• [Work item]:
Count the lines in the records below that contain the word "wiper", and reply with only that number.

[Saved entries]

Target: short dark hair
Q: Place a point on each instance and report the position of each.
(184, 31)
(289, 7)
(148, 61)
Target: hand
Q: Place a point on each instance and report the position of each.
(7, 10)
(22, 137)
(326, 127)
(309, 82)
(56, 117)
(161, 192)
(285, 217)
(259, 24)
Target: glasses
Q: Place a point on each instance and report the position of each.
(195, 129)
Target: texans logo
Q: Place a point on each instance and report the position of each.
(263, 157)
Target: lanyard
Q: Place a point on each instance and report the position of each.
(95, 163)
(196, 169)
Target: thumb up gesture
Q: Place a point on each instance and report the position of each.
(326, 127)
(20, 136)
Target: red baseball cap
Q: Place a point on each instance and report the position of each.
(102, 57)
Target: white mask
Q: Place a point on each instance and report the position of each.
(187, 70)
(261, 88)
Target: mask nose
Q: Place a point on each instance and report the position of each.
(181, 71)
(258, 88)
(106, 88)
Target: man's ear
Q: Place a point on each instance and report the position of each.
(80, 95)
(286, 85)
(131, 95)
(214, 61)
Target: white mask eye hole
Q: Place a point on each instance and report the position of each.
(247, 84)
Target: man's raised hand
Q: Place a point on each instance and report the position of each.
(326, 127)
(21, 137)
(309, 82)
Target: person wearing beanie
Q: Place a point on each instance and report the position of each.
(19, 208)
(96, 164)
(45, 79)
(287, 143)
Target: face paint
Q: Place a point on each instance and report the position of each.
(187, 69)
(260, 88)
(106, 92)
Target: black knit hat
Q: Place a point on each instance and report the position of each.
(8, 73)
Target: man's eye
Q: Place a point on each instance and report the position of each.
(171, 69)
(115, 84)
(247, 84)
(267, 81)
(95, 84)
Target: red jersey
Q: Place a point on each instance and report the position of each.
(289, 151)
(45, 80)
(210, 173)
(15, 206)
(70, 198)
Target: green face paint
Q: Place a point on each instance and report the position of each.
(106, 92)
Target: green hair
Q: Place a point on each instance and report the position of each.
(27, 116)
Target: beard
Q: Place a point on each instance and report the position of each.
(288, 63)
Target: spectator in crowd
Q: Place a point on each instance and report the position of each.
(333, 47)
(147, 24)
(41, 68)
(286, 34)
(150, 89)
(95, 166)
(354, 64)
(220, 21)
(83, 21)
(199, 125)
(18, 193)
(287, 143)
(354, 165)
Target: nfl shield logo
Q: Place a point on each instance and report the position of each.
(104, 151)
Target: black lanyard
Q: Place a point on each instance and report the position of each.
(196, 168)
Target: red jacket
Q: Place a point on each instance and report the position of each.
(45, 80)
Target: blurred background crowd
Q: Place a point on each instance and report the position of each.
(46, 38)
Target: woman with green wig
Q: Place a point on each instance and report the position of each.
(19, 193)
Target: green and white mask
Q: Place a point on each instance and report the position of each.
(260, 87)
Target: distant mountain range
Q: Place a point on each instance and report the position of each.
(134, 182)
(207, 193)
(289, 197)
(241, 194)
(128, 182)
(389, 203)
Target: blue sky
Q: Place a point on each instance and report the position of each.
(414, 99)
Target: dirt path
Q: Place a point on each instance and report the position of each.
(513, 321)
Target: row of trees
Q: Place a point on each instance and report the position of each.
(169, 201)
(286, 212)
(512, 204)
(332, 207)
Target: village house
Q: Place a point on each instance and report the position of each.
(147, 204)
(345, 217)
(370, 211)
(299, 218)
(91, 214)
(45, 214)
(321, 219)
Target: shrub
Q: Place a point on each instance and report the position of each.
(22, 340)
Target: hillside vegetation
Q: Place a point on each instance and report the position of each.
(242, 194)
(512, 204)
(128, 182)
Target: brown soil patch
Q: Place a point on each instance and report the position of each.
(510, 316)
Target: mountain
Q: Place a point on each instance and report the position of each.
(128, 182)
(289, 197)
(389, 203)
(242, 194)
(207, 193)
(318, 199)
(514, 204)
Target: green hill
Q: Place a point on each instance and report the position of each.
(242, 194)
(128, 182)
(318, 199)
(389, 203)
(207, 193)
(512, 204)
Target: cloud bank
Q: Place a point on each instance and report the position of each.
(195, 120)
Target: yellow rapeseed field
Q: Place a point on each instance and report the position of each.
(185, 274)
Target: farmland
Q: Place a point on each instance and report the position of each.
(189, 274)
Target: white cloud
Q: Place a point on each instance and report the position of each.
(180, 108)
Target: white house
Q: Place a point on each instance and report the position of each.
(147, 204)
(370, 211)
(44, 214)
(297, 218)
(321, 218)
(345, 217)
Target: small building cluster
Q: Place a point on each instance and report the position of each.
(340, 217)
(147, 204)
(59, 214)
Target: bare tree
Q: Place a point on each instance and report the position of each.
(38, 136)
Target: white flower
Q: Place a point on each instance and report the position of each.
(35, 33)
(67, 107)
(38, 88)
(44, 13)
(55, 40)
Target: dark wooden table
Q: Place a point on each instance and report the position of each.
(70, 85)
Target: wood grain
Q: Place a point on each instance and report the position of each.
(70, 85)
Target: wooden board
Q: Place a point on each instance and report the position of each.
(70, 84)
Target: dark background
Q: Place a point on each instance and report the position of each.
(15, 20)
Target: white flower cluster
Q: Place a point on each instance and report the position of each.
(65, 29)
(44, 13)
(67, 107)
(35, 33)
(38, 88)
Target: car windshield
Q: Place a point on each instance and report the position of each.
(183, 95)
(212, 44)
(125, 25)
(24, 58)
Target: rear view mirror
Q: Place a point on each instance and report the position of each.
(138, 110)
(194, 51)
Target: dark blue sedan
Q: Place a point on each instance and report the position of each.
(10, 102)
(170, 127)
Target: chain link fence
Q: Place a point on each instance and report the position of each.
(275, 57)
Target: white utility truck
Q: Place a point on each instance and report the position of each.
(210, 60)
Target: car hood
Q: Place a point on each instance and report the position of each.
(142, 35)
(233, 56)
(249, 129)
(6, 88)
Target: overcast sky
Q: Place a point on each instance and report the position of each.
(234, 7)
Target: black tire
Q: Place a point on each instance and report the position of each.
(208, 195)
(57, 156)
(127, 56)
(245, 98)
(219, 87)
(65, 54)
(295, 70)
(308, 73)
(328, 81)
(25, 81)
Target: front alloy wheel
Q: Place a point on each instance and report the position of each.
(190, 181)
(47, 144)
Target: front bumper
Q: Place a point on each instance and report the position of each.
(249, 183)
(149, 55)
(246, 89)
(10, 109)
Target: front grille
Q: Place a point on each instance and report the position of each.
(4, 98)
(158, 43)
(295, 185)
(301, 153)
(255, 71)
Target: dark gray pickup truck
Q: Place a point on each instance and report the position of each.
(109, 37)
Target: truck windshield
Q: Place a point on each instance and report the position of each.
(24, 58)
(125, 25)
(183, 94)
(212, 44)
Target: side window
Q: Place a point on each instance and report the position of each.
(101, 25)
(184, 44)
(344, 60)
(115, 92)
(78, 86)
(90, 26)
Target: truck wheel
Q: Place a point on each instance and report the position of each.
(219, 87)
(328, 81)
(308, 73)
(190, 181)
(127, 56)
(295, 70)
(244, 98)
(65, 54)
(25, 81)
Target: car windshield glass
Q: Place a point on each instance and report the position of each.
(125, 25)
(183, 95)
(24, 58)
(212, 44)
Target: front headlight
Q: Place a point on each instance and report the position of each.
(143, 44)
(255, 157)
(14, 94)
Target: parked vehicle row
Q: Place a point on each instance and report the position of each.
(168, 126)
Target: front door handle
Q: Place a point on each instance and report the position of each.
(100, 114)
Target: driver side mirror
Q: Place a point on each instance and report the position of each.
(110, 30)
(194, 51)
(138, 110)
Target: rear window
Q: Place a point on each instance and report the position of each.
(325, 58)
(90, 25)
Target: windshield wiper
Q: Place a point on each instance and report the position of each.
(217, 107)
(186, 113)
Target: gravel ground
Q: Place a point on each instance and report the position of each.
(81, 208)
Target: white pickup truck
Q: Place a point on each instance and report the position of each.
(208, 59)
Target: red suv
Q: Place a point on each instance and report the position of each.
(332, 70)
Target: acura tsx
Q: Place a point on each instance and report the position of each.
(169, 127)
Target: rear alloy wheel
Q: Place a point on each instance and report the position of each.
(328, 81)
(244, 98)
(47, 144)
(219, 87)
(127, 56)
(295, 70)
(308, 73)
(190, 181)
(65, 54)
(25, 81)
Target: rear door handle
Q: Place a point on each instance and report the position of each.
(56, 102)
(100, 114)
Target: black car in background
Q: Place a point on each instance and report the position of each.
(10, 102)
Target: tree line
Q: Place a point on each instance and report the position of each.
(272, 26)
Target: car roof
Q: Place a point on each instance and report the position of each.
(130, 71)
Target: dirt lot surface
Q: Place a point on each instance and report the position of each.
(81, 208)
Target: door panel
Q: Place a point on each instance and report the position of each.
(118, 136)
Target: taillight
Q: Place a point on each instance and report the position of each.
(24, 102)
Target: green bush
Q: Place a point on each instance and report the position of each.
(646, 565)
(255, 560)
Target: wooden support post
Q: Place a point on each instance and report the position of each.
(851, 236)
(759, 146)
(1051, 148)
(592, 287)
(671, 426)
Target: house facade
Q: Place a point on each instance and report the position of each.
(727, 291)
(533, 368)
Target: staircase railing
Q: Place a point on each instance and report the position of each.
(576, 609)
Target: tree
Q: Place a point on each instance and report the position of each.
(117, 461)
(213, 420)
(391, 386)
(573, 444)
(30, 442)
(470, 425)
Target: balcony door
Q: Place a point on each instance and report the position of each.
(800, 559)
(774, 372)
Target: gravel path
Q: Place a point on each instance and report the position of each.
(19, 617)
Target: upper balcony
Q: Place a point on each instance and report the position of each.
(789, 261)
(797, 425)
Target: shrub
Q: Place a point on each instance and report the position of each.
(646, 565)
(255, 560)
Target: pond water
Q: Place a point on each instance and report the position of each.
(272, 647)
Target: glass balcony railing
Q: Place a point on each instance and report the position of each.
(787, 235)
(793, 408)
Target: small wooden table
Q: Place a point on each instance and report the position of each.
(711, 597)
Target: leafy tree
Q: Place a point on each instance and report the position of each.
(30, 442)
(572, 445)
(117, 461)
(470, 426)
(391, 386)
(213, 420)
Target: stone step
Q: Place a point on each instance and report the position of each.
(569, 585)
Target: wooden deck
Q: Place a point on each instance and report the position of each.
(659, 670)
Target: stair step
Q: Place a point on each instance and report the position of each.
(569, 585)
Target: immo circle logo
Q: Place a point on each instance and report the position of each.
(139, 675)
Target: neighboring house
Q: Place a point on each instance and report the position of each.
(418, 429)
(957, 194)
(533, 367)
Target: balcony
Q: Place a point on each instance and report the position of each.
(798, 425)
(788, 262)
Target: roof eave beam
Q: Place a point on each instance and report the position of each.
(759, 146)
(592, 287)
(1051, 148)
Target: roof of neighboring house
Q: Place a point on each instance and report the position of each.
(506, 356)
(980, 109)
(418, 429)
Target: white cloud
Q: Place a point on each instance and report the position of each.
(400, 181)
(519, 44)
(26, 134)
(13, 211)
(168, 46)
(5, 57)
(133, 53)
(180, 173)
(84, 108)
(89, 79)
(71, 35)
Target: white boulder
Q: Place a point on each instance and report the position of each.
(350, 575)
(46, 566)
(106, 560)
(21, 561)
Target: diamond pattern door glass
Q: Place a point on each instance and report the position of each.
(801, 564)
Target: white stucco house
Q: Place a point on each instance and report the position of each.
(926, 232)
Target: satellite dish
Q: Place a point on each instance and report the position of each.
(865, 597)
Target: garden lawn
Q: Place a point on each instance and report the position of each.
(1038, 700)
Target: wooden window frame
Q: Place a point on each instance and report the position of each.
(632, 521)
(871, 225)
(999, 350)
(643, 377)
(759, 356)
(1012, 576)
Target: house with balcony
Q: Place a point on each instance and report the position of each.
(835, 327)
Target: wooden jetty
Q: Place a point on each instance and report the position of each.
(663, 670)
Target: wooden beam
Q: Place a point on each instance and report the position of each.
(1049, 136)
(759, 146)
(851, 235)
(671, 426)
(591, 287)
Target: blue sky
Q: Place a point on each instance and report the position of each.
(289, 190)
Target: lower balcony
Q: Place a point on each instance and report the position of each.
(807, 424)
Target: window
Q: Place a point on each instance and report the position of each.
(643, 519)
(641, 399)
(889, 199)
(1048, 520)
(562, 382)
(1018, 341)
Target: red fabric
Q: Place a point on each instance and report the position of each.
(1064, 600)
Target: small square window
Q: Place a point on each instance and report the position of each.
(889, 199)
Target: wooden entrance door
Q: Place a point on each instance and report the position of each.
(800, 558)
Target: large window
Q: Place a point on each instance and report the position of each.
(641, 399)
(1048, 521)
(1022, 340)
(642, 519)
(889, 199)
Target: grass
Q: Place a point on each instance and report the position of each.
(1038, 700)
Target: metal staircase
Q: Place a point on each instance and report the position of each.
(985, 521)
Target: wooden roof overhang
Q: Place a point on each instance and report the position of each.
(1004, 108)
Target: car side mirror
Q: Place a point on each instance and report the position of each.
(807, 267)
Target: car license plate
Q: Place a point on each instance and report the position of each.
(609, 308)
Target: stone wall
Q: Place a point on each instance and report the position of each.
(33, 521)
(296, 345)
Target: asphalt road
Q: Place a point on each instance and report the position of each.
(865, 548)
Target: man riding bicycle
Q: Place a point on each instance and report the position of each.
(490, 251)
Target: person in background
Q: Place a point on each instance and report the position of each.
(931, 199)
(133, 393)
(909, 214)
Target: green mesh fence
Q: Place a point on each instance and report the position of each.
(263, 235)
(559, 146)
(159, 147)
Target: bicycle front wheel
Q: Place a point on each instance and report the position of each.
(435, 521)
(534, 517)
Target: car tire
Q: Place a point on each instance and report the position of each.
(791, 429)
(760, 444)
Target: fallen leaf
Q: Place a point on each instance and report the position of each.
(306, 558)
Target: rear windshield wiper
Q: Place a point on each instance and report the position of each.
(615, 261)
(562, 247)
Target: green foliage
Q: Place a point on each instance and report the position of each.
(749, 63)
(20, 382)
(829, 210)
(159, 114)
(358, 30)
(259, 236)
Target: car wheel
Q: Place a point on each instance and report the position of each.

• [Answer to this problem]:
2